Supplied data
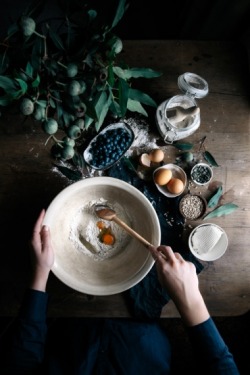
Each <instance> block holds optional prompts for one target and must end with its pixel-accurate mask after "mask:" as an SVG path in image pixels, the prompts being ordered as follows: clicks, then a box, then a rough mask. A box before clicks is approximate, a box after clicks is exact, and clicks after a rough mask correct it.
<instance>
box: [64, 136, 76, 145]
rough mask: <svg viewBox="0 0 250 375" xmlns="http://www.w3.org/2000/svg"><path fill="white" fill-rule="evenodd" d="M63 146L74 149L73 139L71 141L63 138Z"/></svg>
mask: <svg viewBox="0 0 250 375" xmlns="http://www.w3.org/2000/svg"><path fill="white" fill-rule="evenodd" d="M63 144H64V145H65V146H71V147H74V146H75V141H74V139H71V138H69V137H64V138H63Z"/></svg>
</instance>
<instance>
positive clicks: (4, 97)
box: [0, 95, 12, 107]
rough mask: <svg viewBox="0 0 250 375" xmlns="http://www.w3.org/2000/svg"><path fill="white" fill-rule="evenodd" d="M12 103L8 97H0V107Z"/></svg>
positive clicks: (3, 96)
mask: <svg viewBox="0 0 250 375" xmlns="http://www.w3.org/2000/svg"><path fill="white" fill-rule="evenodd" d="M11 102H12V98H11V97H10V96H9V95H3V96H0V105H1V106H3V107H5V106H7V105H9V104H10V103H11Z"/></svg>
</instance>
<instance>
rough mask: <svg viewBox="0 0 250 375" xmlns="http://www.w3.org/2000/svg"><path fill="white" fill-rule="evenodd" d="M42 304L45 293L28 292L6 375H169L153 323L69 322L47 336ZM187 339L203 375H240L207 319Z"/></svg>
mask: <svg viewBox="0 0 250 375" xmlns="http://www.w3.org/2000/svg"><path fill="white" fill-rule="evenodd" d="M47 304H48V294H47V293H43V292H38V291H34V290H28V291H27V293H26V295H25V298H24V302H23V305H22V307H21V310H20V314H19V322H18V323H19V325H18V330H17V332H16V333H15V336H14V339H13V347H12V350H11V358H10V359H9V360H8V366H7V367H8V369H7V370H6V372H4V373H5V374H13V375H18V374H25V375H28V374H43V375H45V374H53V375H57V374H63V375H64V374H65V375H71V374H74V375H78V374H84V375H90V374H92V375H95V374H105V375H134V374H136V375H142V374H143V375H147V374H148V375H154V374H155V375H161V374H170V364H171V348H170V344H169V341H168V338H167V335H166V333H165V332H164V331H163V330H162V328H161V327H160V326H159V324H157V322H155V321H135V320H133V319H72V320H71V319H69V320H68V321H66V323H65V324H64V326H63V328H62V325H61V324H59V325H58V326H57V324H53V325H51V326H50V327H49V330H48V329H47V324H46V312H47ZM188 333H189V335H190V339H191V342H192V343H193V346H194V349H195V350H196V353H197V356H199V358H201V359H202V363H203V366H202V371H201V373H202V374H204V373H206V372H205V370H204V371H203V369H207V370H209V371H208V372H207V373H210V374H213V375H214V374H227V375H230V374H234V375H235V374H239V372H238V370H237V367H236V365H235V363H234V360H233V357H232V355H231V354H230V353H229V351H228V348H227V346H226V345H225V343H224V341H223V340H222V338H221V336H220V334H219V332H218V331H217V329H216V327H215V325H214V323H213V321H212V319H211V318H210V319H208V320H207V321H206V322H204V323H202V324H199V325H197V326H195V327H191V328H188ZM45 344H46V345H45ZM180 356H181V353H180Z"/></svg>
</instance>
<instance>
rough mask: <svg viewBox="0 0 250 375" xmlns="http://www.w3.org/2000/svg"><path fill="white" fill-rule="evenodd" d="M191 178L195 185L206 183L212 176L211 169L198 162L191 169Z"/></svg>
mask: <svg viewBox="0 0 250 375" xmlns="http://www.w3.org/2000/svg"><path fill="white" fill-rule="evenodd" d="M190 176H191V180H192V181H193V182H194V183H195V184H197V185H206V184H208V183H209V182H210V181H211V180H212V178H213V170H212V168H211V167H210V166H209V165H208V164H206V163H198V164H195V165H194V166H193V168H192V169H191V174H190Z"/></svg>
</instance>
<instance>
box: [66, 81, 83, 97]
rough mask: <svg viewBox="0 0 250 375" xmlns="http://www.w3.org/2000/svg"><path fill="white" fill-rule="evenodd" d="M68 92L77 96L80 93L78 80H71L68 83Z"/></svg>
mask: <svg viewBox="0 0 250 375" xmlns="http://www.w3.org/2000/svg"><path fill="white" fill-rule="evenodd" d="M67 91H68V93H69V95H71V96H77V95H79V94H80V93H81V85H80V83H79V82H78V81H75V80H74V81H71V82H70V83H69V85H68V90H67Z"/></svg>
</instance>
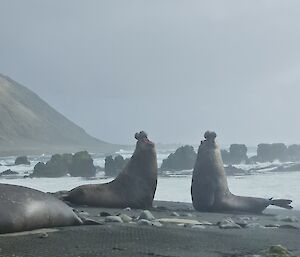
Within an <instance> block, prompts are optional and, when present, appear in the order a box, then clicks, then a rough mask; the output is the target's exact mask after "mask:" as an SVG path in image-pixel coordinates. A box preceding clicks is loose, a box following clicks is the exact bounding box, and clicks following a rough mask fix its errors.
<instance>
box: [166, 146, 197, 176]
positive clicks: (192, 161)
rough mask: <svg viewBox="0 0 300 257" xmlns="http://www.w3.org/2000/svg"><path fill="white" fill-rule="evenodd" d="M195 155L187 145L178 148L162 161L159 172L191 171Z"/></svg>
mask: <svg viewBox="0 0 300 257" xmlns="http://www.w3.org/2000/svg"><path fill="white" fill-rule="evenodd" d="M196 158H197V154H196V152H195V151H194V148H193V147H192V146H189V145H185V146H182V147H179V148H178V149H177V150H176V151H175V153H171V154H170V155H169V156H168V158H167V159H165V160H163V162H162V165H161V168H160V169H161V170H162V171H163V170H171V171H172V170H190V169H193V167H194V164H195V161H196Z"/></svg>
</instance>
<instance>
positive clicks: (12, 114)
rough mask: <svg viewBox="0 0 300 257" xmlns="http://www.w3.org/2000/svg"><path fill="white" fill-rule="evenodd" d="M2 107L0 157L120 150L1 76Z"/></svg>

Directions
Copy exactly the lines of the listing above between the one holding "92L77 96L80 93L78" and the one holding "positive clicks: (192, 161)", inclusive; omit all pictures.

Expected output
rough mask: <svg viewBox="0 0 250 375" xmlns="http://www.w3.org/2000/svg"><path fill="white" fill-rule="evenodd" d="M68 92L77 96L80 93L78 80H71L68 83Z"/></svg>
mask: <svg viewBox="0 0 250 375" xmlns="http://www.w3.org/2000/svg"><path fill="white" fill-rule="evenodd" d="M67 91H68V93H69V95H71V96H77V95H79V94H80V93H81V85H80V83H79V82H78V81H75V80H74V81H71V82H70V83H69V85H68V90H67Z"/></svg>
</instance>
Within an <instance> block, prompts are optional and, when present, appear in the order a box, then clicks, then a rough mask; the output is the target's exact mask after "mask:" as an SVG path in image-pixel coordinates. A box preceding clicks is loose, a box following clicks is the exact bounding box, and clicks following a rough mask fix its errors.
<instance>
box: [166, 146, 197, 176]
positive clicks: (192, 161)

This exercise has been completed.